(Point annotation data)
►

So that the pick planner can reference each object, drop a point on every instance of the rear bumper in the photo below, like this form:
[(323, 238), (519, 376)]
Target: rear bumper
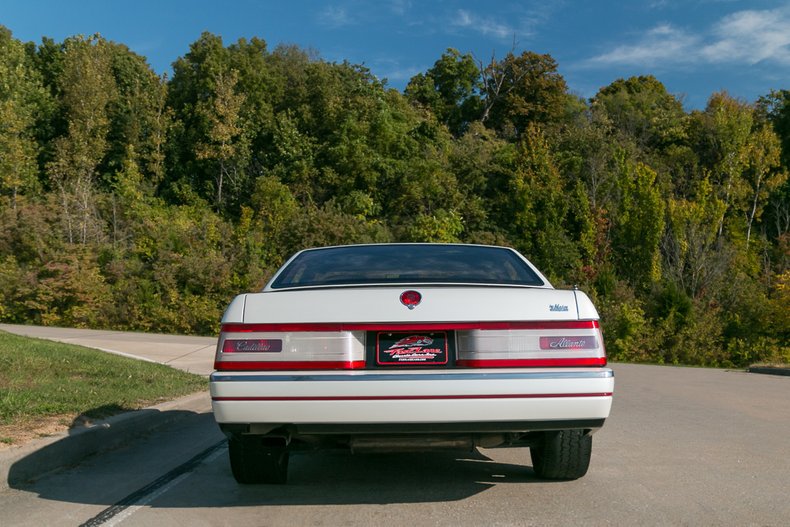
[(453, 400)]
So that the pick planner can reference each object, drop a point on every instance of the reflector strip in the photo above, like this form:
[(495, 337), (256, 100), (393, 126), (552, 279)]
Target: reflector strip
[(417, 397), (287, 365), (531, 363), (410, 326)]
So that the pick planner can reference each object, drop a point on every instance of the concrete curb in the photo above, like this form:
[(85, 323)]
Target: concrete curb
[(770, 371), (37, 458)]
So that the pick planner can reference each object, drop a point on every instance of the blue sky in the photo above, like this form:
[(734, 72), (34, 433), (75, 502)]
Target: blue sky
[(695, 47)]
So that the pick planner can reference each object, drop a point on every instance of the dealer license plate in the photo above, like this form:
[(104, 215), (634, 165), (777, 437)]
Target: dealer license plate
[(412, 348)]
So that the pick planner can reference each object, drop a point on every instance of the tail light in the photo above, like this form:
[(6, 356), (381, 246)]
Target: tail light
[(250, 347), (577, 343), (342, 346)]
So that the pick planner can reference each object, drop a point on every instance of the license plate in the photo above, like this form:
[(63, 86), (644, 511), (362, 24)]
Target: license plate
[(412, 348)]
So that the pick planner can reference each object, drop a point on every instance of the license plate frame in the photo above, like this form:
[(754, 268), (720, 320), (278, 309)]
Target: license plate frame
[(412, 348)]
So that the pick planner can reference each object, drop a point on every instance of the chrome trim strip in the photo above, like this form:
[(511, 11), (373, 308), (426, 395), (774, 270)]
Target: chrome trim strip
[(377, 376)]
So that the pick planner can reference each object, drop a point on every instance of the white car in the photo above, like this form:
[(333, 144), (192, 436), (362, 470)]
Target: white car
[(410, 347)]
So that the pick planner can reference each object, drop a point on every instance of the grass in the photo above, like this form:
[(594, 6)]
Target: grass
[(64, 385)]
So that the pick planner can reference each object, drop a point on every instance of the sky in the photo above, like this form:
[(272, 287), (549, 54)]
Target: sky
[(695, 47)]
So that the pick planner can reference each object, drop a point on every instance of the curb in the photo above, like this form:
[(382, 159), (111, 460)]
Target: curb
[(37, 458), (771, 371)]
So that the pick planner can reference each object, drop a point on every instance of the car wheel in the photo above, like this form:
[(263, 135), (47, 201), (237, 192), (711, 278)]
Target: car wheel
[(564, 454), (251, 462)]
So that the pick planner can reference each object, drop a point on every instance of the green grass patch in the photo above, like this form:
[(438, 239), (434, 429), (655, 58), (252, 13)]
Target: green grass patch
[(42, 379)]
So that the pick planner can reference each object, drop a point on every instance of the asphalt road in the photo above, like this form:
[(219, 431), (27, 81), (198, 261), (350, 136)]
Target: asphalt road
[(683, 446)]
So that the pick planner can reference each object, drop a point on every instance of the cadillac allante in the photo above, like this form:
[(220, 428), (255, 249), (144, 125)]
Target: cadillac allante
[(399, 347)]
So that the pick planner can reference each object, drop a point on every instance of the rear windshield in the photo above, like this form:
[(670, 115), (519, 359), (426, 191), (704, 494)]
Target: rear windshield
[(400, 264)]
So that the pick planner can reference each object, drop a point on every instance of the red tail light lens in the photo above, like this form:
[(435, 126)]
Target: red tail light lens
[(252, 345), (568, 343)]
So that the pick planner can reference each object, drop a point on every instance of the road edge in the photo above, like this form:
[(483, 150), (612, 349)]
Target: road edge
[(37, 458)]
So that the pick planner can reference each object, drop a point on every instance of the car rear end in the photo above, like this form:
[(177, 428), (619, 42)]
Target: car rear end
[(417, 367)]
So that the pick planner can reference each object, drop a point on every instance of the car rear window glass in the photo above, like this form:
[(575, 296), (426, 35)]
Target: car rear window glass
[(398, 264)]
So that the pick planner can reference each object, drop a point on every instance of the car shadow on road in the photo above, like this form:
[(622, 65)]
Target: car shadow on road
[(342, 478), (86, 438)]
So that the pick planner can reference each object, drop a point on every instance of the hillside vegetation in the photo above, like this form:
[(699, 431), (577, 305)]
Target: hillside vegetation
[(133, 201)]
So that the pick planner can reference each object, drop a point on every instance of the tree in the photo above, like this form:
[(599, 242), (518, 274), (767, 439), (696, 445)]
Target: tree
[(87, 88), (225, 144), (522, 89), (694, 255), (641, 108), (21, 94), (763, 173), (450, 89), (638, 224), (723, 136)]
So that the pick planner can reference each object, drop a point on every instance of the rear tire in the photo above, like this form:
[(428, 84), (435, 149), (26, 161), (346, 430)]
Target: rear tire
[(252, 462), (563, 455)]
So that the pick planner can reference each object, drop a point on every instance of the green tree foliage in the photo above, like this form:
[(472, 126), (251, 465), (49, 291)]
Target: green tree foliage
[(131, 201), (21, 97), (450, 89), (523, 89)]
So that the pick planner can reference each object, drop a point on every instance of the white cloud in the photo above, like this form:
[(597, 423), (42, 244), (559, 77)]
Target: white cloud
[(335, 17), (744, 37), (485, 25)]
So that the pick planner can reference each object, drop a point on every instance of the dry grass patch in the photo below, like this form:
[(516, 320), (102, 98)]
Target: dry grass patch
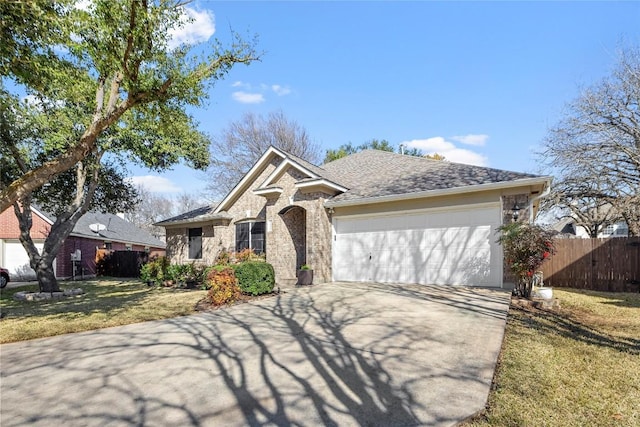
[(105, 303), (574, 367)]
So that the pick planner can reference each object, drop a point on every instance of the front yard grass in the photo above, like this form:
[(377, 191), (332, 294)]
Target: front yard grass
[(106, 303), (576, 366)]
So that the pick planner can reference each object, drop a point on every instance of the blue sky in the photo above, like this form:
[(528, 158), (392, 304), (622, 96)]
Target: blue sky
[(479, 82)]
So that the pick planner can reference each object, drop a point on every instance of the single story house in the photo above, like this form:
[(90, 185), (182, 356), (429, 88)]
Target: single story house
[(372, 216), (93, 232)]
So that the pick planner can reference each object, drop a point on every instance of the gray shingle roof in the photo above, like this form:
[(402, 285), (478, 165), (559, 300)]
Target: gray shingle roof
[(375, 173), (204, 213), (117, 229)]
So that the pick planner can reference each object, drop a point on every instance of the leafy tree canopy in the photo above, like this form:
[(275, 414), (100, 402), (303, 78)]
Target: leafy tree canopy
[(374, 144), (106, 80), (84, 90)]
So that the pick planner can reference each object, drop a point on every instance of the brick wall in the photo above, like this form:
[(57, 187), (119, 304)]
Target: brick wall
[(299, 235)]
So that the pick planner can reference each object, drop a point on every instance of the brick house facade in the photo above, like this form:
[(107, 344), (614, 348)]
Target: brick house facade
[(298, 207)]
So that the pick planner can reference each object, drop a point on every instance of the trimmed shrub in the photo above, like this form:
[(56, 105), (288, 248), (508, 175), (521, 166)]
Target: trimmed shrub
[(255, 277), (155, 271), (223, 286)]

◄

[Requirement] Copy the entries from the line with "the brick wall" to the line with "[(299, 235)]", both included, with the requests left as they are. Multiply every coordinate in the answers by 1.25 and round to whole numbers, with halves rounding up; leave the sample coordinates unchanged.

[Answer to the problem]
So that the pick planner can reference each object, drop a point on every instance of the brick wall in the photo above, like this form:
[(57, 187), (119, 304)]
Target: brick wall
[(374, 294)]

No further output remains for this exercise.